━━━━━ Stored data

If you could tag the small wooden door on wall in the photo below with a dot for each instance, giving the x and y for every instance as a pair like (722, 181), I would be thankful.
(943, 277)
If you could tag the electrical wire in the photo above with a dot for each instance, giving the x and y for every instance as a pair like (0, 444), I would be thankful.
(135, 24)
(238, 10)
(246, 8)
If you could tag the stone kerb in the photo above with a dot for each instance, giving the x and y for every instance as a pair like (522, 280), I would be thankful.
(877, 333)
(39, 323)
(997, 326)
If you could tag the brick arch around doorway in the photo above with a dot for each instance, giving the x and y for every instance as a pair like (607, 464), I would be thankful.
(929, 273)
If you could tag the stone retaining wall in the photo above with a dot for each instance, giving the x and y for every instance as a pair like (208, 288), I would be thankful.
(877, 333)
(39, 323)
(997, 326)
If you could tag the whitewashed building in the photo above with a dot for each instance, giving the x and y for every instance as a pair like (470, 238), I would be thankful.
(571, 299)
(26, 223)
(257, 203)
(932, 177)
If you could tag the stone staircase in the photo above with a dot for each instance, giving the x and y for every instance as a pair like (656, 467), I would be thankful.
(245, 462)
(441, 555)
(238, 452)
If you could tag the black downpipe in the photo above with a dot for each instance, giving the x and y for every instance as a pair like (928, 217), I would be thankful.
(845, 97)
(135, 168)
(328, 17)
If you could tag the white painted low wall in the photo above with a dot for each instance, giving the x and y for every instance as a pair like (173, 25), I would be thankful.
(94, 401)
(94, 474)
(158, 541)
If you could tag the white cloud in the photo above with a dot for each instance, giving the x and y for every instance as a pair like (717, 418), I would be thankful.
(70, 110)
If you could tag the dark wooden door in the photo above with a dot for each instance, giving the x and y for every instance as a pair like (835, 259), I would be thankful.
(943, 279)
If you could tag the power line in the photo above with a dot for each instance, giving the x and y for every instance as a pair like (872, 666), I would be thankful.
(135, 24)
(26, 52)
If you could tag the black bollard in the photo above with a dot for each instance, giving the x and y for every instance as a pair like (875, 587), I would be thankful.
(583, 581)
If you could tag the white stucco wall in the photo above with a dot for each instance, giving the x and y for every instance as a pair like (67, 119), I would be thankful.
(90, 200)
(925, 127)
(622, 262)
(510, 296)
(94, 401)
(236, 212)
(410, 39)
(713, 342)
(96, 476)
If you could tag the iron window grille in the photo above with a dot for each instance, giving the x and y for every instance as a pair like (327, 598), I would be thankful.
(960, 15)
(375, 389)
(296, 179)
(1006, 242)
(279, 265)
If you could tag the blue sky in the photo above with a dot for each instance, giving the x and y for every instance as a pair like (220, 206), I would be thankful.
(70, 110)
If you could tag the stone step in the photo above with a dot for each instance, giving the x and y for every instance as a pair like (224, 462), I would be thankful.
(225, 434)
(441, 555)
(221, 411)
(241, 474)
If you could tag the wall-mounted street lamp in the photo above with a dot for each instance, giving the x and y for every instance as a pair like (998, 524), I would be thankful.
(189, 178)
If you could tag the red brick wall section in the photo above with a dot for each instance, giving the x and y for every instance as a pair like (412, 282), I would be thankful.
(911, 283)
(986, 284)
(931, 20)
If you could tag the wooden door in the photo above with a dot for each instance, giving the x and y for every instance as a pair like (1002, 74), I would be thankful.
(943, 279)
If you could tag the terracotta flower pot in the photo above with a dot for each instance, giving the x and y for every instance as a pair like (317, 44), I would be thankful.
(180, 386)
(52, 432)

━━━━━━━━━━

**Written task**. Set down exactly what runs from the line with "If you could tag the dark" to the last line of the data above, including both of those lines and no others.

**Solution for this problem**.
If you could tag the dark wooden door in the photo above with a dot for each instance, giving the x and y for every instance as a pair like (835, 259), I would be thankful.
(943, 279)
If you could tag the power line in the photo above with a dot for each instance, giving the x and y for every instance as a pair like (872, 666), I would be thankful.
(135, 24)
(26, 52)
If you could tag the black bollard in the photo above with a dot for each instance, giving the x and y for every instance as a pair like (875, 587), I would be thankful.
(583, 581)
If you could tag the white stucco wall in the photo above with a dot for each instance, giving the x and y for every instance as a pair like (67, 119), I would be thankful.
(90, 200)
(925, 127)
(622, 262)
(510, 296)
(94, 401)
(236, 212)
(410, 39)
(713, 342)
(96, 476)
If you could tag the iron window grille in the photo above with a dot for each instance, giving the x and y for every instance as a pair like (327, 598), I would be thankful.
(960, 15)
(375, 389)
(296, 179)
(1006, 242)
(279, 265)
If you could tag the blue sky in the photo above with a dot for each instance, giving the x and y for every instance as a pair like (220, 206), I would be thankful.
(70, 110)
If you could tag the stone step in the photo above with a dot for each instance, giving the x and y for every instance as a pair like (224, 462), I would be thankful.
(225, 434)
(441, 555)
(221, 411)
(241, 474)
If you could tag the wall-mounted street lamp in the photo above with a dot for each instance, giving the x and y for every instance as a pair like (998, 524), I would be thankful.
(189, 178)
If you could tag the red brick wall section in the photo above with a dot for each instance, giving the x and y for every instance as a pair like (412, 282), I would be thankful.
(911, 283)
(986, 284)
(931, 20)
If you could tag the wooden door in the photo above with a dot for each instance, giving the x and y for every instance as a pair like (1002, 74), I would be thankful.
(943, 279)
If you could tag the terracotta flower pot in the photo above with a dot for each instance, giving the x and y for every instance as a pair like (317, 44), I would be thankful.
(180, 386)
(52, 432)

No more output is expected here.